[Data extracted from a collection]
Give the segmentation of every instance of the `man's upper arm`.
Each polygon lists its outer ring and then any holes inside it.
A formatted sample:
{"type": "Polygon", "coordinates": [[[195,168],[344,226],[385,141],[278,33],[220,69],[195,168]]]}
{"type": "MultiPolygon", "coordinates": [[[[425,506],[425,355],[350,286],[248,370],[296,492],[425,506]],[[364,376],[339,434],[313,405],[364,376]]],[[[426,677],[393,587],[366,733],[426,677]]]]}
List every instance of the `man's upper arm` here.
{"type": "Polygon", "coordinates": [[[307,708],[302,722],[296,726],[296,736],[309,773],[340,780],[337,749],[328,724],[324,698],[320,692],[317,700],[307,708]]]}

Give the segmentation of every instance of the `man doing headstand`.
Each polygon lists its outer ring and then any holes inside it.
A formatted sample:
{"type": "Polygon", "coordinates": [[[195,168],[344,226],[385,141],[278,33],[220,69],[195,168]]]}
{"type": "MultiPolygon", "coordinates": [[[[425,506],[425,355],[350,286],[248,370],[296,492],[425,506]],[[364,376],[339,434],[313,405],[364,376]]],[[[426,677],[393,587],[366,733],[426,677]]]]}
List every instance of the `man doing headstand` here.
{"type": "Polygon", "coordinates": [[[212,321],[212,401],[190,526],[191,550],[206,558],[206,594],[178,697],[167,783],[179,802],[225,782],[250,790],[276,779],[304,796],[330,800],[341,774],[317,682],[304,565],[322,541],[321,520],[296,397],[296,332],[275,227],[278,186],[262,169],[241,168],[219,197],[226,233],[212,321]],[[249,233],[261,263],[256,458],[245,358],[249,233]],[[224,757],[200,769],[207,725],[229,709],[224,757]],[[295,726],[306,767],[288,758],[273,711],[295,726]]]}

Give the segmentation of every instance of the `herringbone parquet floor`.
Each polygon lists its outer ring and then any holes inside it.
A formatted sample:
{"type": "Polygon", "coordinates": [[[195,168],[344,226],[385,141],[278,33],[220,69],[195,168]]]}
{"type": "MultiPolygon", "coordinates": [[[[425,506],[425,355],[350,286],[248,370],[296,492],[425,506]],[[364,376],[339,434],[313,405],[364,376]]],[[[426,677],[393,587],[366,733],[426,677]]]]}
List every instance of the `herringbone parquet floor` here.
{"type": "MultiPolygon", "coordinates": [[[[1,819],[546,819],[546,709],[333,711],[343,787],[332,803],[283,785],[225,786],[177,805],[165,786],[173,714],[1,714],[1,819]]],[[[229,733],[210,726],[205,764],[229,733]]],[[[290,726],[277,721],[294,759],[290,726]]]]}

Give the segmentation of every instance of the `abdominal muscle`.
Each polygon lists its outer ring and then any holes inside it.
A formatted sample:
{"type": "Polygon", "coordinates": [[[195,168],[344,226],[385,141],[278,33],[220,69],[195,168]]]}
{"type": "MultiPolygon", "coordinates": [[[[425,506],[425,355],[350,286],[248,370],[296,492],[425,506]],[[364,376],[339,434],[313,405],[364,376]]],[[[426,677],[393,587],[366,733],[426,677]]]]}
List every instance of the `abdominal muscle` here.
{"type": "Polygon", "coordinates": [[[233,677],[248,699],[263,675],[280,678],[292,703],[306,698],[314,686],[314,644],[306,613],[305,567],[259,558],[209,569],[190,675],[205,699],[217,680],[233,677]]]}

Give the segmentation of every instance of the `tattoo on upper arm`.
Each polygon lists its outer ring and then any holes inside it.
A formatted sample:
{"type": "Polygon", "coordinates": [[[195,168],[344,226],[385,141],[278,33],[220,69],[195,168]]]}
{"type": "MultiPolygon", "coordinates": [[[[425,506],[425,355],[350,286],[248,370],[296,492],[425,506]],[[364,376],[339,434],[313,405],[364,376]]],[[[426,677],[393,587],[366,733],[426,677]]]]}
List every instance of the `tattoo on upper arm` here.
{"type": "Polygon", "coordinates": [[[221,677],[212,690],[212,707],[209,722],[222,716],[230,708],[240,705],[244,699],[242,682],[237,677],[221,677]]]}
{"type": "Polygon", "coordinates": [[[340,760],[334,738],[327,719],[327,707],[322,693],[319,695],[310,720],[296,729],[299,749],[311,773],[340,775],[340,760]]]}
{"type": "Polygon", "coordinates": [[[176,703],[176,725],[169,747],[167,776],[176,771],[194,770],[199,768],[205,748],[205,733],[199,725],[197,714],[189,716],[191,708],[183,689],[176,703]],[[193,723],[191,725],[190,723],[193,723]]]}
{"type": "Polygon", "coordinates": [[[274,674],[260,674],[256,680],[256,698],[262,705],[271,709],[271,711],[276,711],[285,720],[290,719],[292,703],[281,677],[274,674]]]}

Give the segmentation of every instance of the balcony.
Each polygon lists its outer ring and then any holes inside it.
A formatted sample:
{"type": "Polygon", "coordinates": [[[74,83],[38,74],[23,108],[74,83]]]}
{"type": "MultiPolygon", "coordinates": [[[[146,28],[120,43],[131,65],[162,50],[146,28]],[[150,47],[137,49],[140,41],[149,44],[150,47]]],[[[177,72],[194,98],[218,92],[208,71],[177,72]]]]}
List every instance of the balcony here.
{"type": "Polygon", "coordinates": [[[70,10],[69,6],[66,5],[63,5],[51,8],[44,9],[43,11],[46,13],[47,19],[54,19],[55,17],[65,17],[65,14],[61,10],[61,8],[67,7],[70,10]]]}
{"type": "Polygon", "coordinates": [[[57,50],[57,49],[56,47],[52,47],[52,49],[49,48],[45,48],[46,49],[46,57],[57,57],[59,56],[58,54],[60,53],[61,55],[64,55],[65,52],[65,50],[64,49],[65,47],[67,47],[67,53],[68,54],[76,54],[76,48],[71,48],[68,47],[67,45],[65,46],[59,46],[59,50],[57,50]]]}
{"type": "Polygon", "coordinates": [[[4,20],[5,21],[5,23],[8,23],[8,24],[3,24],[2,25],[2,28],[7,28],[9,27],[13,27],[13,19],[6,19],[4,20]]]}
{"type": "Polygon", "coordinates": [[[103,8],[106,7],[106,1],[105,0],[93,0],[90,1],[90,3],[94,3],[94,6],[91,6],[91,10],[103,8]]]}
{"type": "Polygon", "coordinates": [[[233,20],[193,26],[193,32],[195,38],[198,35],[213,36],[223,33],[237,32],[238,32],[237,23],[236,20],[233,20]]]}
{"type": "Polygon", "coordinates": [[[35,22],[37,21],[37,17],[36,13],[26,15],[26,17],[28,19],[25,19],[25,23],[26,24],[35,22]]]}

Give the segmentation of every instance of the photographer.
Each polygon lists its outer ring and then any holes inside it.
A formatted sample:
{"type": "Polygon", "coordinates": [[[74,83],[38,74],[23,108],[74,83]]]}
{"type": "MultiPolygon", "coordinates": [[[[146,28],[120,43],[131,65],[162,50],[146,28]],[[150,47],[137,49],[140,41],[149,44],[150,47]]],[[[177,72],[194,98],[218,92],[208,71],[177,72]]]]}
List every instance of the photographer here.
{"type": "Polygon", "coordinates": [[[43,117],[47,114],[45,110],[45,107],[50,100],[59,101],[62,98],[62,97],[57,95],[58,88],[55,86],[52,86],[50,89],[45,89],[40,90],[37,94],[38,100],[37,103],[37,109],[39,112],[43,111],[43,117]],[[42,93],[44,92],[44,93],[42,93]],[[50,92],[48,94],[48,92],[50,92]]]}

> Aim:
Give all the records again. Match them exactly.

> Task result:
Give the segmentation of every instance of the `man's upper arm`.
Each polygon lists its outer ring and then any holes inside it.
A formatted sample:
{"type": "Polygon", "coordinates": [[[195,168],[344,226],[385,141],[278,33],[220,69],[195,168]]]}
{"type": "MultiPolygon", "coordinates": [[[[425,506],[425,355],[350,286],[248,370],[296,492],[425,506]],[[364,376],[339,434],[313,405],[364,376]]],[[[426,677],[393,587],[366,733],[426,677]]]]}
List every instance of the `man's upper arm` here.
{"type": "Polygon", "coordinates": [[[307,708],[302,722],[296,726],[296,736],[309,773],[340,780],[337,749],[328,724],[324,698],[320,692],[317,700],[307,708]]]}

Give the segmentation of every instance of the `man doing headstand`.
Each polygon lists its outer ring and then any holes inside it.
A formatted sample:
{"type": "Polygon", "coordinates": [[[195,168],[344,226],[385,141],[278,33],[220,69],[195,168]]]}
{"type": "MultiPolygon", "coordinates": [[[[425,506],[425,355],[350,286],[248,370],[296,492],[425,506]],[[364,376],[339,434],[313,405],[364,376]]],[[[426,677],[393,587],[366,733],[426,677]]]]}
List every instance of the `man doing headstand` here.
{"type": "Polygon", "coordinates": [[[212,321],[212,401],[190,526],[191,550],[206,558],[206,594],[178,697],[167,783],[179,802],[225,782],[250,790],[276,779],[304,796],[330,800],[341,774],[317,682],[304,565],[322,541],[321,520],[296,397],[296,332],[275,227],[278,186],[262,169],[241,168],[219,197],[226,233],[212,321]],[[249,233],[261,263],[256,458],[245,358],[249,233]],[[224,757],[200,769],[207,725],[229,709],[224,757]],[[295,726],[306,767],[288,758],[273,711],[295,726]]]}

Give the segmentation of every instance of the `herringbone parquet floor`.
Each polygon lists its outer ring and then any holes inside it.
A formatted sample:
{"type": "Polygon", "coordinates": [[[195,168],[344,226],[385,141],[278,33],[220,69],[195,168]]]}
{"type": "MultiPolygon", "coordinates": [[[[425,506],[425,355],[350,286],[248,370],[296,492],[425,506]],[[364,376],[339,434],[313,405],[364,376]]],[[[426,677],[393,587],[366,733],[426,677]]]]}
List every instance of the `herringbone parquet floor` here.
{"type": "MultiPolygon", "coordinates": [[[[1,819],[546,819],[546,709],[333,711],[343,787],[332,803],[283,785],[225,786],[177,805],[165,786],[173,714],[1,714],[1,819]]],[[[229,733],[210,726],[205,764],[229,733]]],[[[290,726],[277,721],[294,759],[290,726]]]]}

Give the segmentation of every instance of the `abdominal muscle`.
Each polygon lists its outer ring and then any holes inside it.
A formatted sample:
{"type": "Polygon", "coordinates": [[[195,168],[344,226],[385,141],[278,33],[220,69],[195,168]]]}
{"type": "MultiPolygon", "coordinates": [[[[425,506],[425,355],[350,286],[248,370],[296,492],[425,506]],[[364,376],[339,434],[313,405],[364,376]]],[[[426,677],[393,587],[366,733],[426,677]]]]}
List every instance of the `abdominal muscle` here.
{"type": "Polygon", "coordinates": [[[233,677],[248,699],[263,675],[280,678],[292,703],[306,698],[314,686],[314,644],[306,613],[305,567],[259,558],[209,569],[190,675],[205,699],[217,680],[233,677]]]}

Give the segmentation of every instance of the `tattoo on upper arm`.
Each polygon lists its outer ring and then any holes inside it.
A formatted sample:
{"type": "Polygon", "coordinates": [[[195,168],[344,226],[385,141],[278,33],[220,69],[195,168]]]}
{"type": "MultiPolygon", "coordinates": [[[[425,506],[425,355],[350,286],[248,370],[296,492],[425,506]],[[364,376],[339,434],[313,405],[364,376]]],[[[426,677],[393,587],[366,733],[426,677]]]]}
List every instance of the `tattoo on upper arm` here.
{"type": "Polygon", "coordinates": [[[221,677],[212,690],[212,707],[209,722],[222,716],[230,708],[240,705],[244,699],[242,682],[237,677],[221,677]]]}
{"type": "Polygon", "coordinates": [[[340,760],[334,738],[327,719],[327,707],[322,693],[319,695],[310,720],[296,729],[299,749],[311,773],[340,775],[340,760]]]}
{"type": "Polygon", "coordinates": [[[176,703],[176,725],[169,747],[167,776],[176,771],[194,770],[199,768],[205,748],[205,733],[199,725],[197,714],[189,716],[191,708],[183,689],[176,703]],[[193,723],[191,725],[190,723],[193,723]]]}
{"type": "Polygon", "coordinates": [[[274,674],[260,674],[256,680],[256,698],[262,705],[271,709],[271,711],[276,711],[285,720],[290,719],[292,703],[281,677],[274,674]]]}

Give the segmentation of every instance of the balcony.
Each polygon lists its outer ring and then any holes inside it.
A formatted sample:
{"type": "Polygon", "coordinates": [[[74,83],[38,74],[23,108],[74,83]]]}
{"type": "MultiPolygon", "coordinates": [[[[146,28],[120,43],[131,65],[162,50],[146,28]],[[150,47],[137,49],[140,41],[149,44],[150,47]]],[[[177,72],[194,98],[218,92],[208,71],[177,72]]]]}
List every instance of the balcony here.
{"type": "Polygon", "coordinates": [[[70,10],[69,6],[66,5],[63,5],[51,8],[44,9],[43,11],[46,13],[47,19],[54,19],[55,17],[65,17],[65,14],[61,10],[61,8],[67,7],[70,10]]]}
{"type": "Polygon", "coordinates": [[[57,50],[57,49],[56,47],[52,47],[52,49],[49,48],[45,48],[46,49],[46,57],[57,57],[59,56],[58,54],[60,53],[61,55],[64,55],[65,52],[65,50],[64,49],[65,47],[67,47],[67,53],[68,54],[76,54],[76,48],[71,48],[68,47],[67,45],[65,46],[59,46],[59,50],[57,50]]]}
{"type": "Polygon", "coordinates": [[[4,20],[5,21],[5,23],[8,23],[8,24],[3,24],[2,25],[2,28],[7,28],[9,27],[13,27],[13,19],[6,19],[4,20]]]}
{"type": "Polygon", "coordinates": [[[103,8],[106,7],[106,1],[105,0],[93,0],[90,1],[90,3],[94,3],[94,6],[91,6],[91,10],[103,8]]]}
{"type": "Polygon", "coordinates": [[[233,20],[193,26],[193,32],[195,38],[198,35],[213,36],[223,33],[237,32],[238,32],[237,23],[236,20],[233,20]]]}
{"type": "Polygon", "coordinates": [[[35,22],[37,21],[37,17],[36,13],[26,15],[26,17],[28,19],[25,19],[25,23],[26,24],[35,22]]]}

Give the segmentation of every instance of the photographer.
Each polygon lists its outer ring and then any holes inside it.
A formatted sample:
{"type": "Polygon", "coordinates": [[[74,83],[38,74],[23,108],[74,83]]]}
{"type": "MultiPolygon", "coordinates": [[[[146,28],[120,43],[131,65],[162,50],[146,28]],[[150,47],[137,49],[140,41],[149,44],[150,47]]],[[[177,72],[194,98],[218,92],[208,71],[177,72]]]]}
List every instance of the photographer here.
{"type": "Polygon", "coordinates": [[[43,117],[47,114],[45,110],[45,107],[50,100],[59,101],[62,98],[62,97],[57,95],[58,88],[55,86],[52,86],[50,89],[45,89],[40,90],[37,94],[38,100],[37,103],[37,109],[39,112],[43,111],[43,117]],[[42,93],[44,92],[44,93],[42,93]],[[50,92],[48,94],[48,92],[50,92]]]}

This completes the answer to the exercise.